### [REQUEST]
Repeat, word for word, the stretch of lines from the one containing "For this evaluation, locate the name" through the one containing "Target: uniform trouser".

### [STORED DATA]
• • •

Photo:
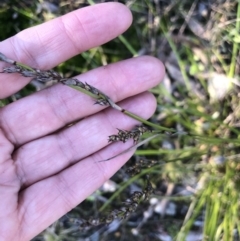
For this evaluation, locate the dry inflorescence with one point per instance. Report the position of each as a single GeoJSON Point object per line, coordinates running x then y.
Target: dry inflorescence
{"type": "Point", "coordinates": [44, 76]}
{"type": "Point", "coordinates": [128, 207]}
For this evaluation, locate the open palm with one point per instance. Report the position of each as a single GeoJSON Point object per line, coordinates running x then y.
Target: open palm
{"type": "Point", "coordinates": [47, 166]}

• • •

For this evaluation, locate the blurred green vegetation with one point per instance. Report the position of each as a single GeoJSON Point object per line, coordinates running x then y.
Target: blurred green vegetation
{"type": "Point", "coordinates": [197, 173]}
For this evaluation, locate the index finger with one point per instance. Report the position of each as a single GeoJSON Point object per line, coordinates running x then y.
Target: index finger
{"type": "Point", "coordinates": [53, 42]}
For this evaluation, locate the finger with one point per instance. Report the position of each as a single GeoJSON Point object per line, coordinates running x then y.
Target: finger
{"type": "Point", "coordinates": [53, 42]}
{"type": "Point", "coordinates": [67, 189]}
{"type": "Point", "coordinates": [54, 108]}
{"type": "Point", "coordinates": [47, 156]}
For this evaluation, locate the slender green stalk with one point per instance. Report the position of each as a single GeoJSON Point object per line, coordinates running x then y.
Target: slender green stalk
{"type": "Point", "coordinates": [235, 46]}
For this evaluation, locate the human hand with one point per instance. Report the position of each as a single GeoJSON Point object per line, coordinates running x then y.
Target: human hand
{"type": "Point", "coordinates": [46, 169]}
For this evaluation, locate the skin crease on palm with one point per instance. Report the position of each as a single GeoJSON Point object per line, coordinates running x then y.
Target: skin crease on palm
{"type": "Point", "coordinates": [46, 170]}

• • •

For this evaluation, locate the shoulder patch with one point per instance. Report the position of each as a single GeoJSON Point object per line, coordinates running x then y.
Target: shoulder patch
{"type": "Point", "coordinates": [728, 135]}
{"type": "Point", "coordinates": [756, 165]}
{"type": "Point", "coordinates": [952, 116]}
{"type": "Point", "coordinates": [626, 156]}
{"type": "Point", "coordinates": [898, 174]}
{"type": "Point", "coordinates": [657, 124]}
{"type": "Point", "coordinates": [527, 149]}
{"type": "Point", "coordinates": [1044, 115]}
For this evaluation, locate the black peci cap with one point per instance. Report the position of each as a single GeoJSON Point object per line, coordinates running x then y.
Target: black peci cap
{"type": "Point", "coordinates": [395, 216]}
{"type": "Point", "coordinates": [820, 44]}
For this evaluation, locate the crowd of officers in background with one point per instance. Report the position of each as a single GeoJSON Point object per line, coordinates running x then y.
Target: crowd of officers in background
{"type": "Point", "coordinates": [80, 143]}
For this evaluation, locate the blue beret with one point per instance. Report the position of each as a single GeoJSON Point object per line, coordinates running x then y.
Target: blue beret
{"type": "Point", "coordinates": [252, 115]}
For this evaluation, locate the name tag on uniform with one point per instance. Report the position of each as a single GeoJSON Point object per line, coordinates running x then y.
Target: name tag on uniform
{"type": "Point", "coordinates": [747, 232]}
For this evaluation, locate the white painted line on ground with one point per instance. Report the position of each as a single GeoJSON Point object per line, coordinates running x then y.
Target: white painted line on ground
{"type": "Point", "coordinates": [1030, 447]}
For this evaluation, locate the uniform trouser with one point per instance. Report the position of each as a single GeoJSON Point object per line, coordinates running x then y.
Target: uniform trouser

• • •

### [ANSWER TO THIS EXERCISE]
For this evaluation, locate the name tag on uniform with one point per instance. Report the position of each as a single GeoJSON Point object per line, coordinates running x then y.
Target: name tag on uniform
{"type": "Point", "coordinates": [747, 232]}
For this evaluation, locate the white painted line on ground with one point per instance. Report the position of each as a single GeoJSON Point object per line, coordinates running x then y.
Target: white painted line on ground
{"type": "Point", "coordinates": [1030, 447]}
For this evaluation, locate the uniform trouser with one point per instance. Report the position of each as a single GeoJSON Point object per line, coordinates running x then y.
Target: uniform trouser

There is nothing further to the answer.